I've seen this idea "floating around" the meta sites.

The first subtlety is the Help Center doesn't (and perhaps can't) explain all the possible close reasons in-depth.

E.g., under Minimal, Reproducible Example it reads:


DO NOT use images of code. Copy the actual text from your code editor, paste it into the question, then format it as code. This helps others more easily read and test your code.

The problem is the complete rational behind this one sentence is rather extensive...So it begs the questions:

  1. How much information you can or want to cram into a given Help Center article?

  2. There isn't a "Needs MRE" close reason, only a "Needs debugging details" which is even more encompassing.

  3. Close voters would have to choose from a sub-list mapping the close reason more precisely.

  4. But mapping to the Help Center would end up leading to the "one sentence in a haystack". That still doesn't contain the full rationale...

▶ _Dataset content_:
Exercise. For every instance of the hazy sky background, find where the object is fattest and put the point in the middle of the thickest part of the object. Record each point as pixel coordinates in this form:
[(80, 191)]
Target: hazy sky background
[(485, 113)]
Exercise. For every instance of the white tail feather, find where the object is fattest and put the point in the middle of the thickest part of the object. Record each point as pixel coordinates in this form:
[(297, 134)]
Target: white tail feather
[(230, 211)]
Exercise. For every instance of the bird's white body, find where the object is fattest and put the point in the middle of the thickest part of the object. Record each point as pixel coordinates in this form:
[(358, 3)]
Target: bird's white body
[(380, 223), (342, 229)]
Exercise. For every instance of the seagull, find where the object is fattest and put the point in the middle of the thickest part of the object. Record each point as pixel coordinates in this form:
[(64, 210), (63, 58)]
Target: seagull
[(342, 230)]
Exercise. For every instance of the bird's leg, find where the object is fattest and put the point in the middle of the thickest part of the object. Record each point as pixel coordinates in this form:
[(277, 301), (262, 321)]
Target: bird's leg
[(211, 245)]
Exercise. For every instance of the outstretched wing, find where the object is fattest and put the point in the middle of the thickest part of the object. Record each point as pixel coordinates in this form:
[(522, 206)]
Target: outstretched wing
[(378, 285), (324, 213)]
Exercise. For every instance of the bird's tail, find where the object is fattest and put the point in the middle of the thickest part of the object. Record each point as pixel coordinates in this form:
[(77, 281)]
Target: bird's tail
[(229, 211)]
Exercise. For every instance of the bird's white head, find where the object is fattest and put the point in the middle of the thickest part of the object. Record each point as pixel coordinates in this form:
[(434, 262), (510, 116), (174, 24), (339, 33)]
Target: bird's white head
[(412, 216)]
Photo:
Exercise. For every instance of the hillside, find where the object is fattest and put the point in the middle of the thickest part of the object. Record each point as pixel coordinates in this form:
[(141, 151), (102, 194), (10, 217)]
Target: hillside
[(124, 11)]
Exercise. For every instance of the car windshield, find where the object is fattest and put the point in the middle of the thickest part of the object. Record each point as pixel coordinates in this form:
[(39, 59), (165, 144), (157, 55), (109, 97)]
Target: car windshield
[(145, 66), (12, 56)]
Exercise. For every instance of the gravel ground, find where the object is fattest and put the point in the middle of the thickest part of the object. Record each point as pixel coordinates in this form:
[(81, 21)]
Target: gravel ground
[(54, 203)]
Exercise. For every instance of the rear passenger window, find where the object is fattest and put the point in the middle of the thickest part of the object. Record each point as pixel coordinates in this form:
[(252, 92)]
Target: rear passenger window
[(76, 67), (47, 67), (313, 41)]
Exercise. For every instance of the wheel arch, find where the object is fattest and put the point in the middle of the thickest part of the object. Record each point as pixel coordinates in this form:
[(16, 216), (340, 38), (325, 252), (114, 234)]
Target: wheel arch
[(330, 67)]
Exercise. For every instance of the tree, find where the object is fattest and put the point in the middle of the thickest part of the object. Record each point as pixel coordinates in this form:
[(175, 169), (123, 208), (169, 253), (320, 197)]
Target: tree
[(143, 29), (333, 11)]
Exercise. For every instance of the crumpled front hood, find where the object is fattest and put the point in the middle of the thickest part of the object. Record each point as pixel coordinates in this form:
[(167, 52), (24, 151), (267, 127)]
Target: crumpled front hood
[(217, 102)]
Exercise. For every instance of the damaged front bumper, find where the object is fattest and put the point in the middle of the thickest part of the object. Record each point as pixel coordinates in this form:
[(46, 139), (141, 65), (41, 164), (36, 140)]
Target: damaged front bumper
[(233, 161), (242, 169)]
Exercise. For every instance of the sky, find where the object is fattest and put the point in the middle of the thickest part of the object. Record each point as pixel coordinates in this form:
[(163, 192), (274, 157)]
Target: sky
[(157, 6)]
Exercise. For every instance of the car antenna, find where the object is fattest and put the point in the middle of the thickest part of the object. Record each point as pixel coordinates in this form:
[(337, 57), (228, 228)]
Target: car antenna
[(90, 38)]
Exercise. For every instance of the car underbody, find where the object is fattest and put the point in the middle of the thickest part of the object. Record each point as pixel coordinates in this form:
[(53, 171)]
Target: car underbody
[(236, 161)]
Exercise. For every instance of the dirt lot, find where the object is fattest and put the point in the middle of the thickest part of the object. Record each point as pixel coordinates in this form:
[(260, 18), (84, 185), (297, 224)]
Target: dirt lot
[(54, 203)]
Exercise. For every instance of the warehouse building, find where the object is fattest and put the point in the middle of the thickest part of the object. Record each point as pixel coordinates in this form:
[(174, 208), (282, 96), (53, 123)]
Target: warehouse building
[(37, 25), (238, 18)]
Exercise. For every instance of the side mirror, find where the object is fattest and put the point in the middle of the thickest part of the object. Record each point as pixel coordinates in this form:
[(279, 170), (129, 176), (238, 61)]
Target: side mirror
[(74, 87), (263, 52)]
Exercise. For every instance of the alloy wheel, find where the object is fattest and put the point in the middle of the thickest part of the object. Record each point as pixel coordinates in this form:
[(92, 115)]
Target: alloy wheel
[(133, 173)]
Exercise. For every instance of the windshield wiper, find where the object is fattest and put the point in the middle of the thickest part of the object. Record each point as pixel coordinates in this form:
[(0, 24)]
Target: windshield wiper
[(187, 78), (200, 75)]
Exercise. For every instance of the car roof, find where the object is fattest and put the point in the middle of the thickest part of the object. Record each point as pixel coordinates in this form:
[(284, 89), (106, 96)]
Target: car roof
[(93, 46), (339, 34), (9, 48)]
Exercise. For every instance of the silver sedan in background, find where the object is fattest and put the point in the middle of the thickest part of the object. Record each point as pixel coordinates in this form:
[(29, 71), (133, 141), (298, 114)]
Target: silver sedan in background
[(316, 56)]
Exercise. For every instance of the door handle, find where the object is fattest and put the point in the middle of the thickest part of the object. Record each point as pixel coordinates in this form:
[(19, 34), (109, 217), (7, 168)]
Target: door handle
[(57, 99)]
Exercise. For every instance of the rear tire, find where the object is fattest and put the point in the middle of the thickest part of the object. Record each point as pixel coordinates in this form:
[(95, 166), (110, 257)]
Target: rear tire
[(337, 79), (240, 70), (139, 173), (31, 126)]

* * *

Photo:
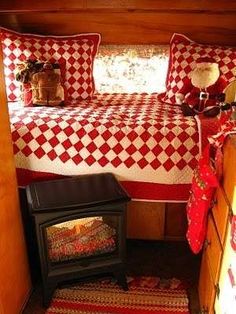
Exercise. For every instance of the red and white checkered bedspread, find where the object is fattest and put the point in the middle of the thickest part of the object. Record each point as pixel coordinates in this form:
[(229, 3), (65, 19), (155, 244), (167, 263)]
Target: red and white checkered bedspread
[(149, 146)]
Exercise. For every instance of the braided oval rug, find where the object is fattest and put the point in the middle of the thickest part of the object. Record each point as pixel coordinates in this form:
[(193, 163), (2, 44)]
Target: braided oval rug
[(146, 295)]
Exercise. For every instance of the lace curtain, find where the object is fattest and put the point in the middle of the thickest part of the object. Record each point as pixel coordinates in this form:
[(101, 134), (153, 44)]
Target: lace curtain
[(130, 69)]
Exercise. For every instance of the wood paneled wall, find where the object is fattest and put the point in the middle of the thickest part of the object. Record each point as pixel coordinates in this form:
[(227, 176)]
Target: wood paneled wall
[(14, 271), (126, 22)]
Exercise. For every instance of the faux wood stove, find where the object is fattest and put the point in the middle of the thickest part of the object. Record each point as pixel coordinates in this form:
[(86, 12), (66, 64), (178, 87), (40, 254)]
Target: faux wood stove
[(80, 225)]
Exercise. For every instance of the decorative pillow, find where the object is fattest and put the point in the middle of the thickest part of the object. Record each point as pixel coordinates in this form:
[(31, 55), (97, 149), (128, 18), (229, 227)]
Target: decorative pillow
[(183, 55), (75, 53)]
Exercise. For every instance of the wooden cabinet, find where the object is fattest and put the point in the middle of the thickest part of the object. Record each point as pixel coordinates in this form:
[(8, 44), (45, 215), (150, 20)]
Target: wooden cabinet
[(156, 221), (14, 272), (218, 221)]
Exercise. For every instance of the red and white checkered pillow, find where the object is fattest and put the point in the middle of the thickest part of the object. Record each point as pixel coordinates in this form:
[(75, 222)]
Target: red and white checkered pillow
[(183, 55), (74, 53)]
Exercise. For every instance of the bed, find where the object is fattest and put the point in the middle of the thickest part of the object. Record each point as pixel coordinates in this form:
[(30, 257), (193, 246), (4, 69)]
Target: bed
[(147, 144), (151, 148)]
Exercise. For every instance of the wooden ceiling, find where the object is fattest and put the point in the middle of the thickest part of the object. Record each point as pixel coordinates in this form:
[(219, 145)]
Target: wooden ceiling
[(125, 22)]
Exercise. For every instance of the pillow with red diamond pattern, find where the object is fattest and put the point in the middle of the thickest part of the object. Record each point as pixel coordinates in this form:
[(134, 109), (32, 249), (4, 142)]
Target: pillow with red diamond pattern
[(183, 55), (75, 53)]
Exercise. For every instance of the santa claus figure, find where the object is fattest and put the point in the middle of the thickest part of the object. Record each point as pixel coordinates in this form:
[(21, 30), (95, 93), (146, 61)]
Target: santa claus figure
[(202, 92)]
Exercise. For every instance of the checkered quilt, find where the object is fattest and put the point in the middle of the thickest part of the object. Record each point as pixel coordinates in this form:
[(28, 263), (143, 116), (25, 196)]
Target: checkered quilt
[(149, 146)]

▶ _To-do list_:
• A. Answer these from the post on close reasons:
(i) Under which Help Center section does the sentence about not using images of code appear?
(ii) Which close reason does the post say exists in place of a "Needs MRE" one?
(iii) What would close voters have to choose from?
• B. Write out word for word the part of the post on close reasons that opens with the words containing "DO NOT use images" and closes with "reason more precisely.".
• C. Extend the post on close reasons and the Help Center, starting right after its last sentence.

▶ _Responses_:
• A.
(i) Minimal, Reproducible Example
(ii) "Needs debugging details"
(iii) A sub-list mapping the close reason more precisely

• B.
DO NOT use images of code. Copy the actual text from your code editor, paste it into the question, then format it as code. This helps others more easily read and test your code.

The problem is the complete rational behind this one sentence is rather extensive...So it begs the questions:

  1. How much information you can or want to cram into a given Help Center article?

  2. There isn't a "Needs MRE" close reason, only a "Needs debugging details" which is even more encompassing.

  3. Close voters would have to choose from a sub-list mapping the close reason more precisely.

• C.
What could be even more instructive would be a link to the edit history of a re-opened question -- an example of a question with that close reason that was edited and reopened.

  1. I think this is great. But finding a duplicate is hard enough. I don't know if I can handle searching a knowledge base of successfully closed, edited, and reopened questions to find a pedagogical canonical that fits the use case of the OP just right.

  2. I'm honestly confused at this point. An OP resilient enough to make sense of all this has my admiration.

Upon receiving a close vote, new users should be provided with some information about what this means, and what they should do.

  1. Yes, but how?

By the time a question has five (or three) close votes, there are likely to be many downvotes.

  1. This takes me to another feature request by a prominent contributor: Allow an edit to notify downvoters: “I think I've fixed the issue now - please check”.

EDIT. After Luuklag's following comment:

Perhaps we can modify the help centre to include links to FAQ posts. In that way the info in the help centre can be succinct, making it easier to find exactly what part you need

  1. Looking at Introducing a brand new, consolidated, Help Center, it seems things weren't organized having detailed guidance about post closure in mind.

  2. Another issue is Help Center pages don't have anchors, so if a close reason or comment references a Help Center article it's referencing a haystack page, not a pinpoint close reason.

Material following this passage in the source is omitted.